_Directions for this task_. Write out all of the entries exactly, please.

-----

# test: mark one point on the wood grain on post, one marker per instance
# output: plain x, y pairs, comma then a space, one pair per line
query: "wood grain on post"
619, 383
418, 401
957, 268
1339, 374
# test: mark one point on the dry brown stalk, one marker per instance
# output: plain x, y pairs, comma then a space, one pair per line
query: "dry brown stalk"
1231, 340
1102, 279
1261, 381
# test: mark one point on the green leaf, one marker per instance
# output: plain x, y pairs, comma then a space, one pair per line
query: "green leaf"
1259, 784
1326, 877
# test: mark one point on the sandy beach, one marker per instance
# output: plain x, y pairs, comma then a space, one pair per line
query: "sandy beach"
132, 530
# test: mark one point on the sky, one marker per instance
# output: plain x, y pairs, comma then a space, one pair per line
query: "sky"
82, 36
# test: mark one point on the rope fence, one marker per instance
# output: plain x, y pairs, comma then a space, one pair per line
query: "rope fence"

-----

_Solution to this exercise_.
# test: mark one point on the wood grain on post, one marker per instance
# output: plain x, y pairs, comma then a space, one pair per line
query: "wood grain on post"
619, 383
418, 401
957, 268
1339, 374
# test: mark one point on the dry brown stalk, one marker per instance
# output: plain x, y pairs, comma then a space, one pair per line
query: "dry brown stalk"
1231, 340
1102, 279
1261, 381
# test: mark one point on the green leaf, one marker per instance
# output: plain x, y pairs, comma then a space, one pair per line
query: "green leaf"
1259, 784
1326, 877
# test: mark one point on the sandy beach, one marker per instance
# output: plain x, y pairs, comma then a space, one pair per line
query: "sandy beach"
132, 530
# test: mark one point on the sky, one marker per instance
# output: plain x, y pairs, comma then a space, one pair per line
query: "sky"
82, 36
# test: mark one point on the rope fence, one marker per instance
# output: plain x, y pairs, comma then a space, one pair per line
query: "rope fence"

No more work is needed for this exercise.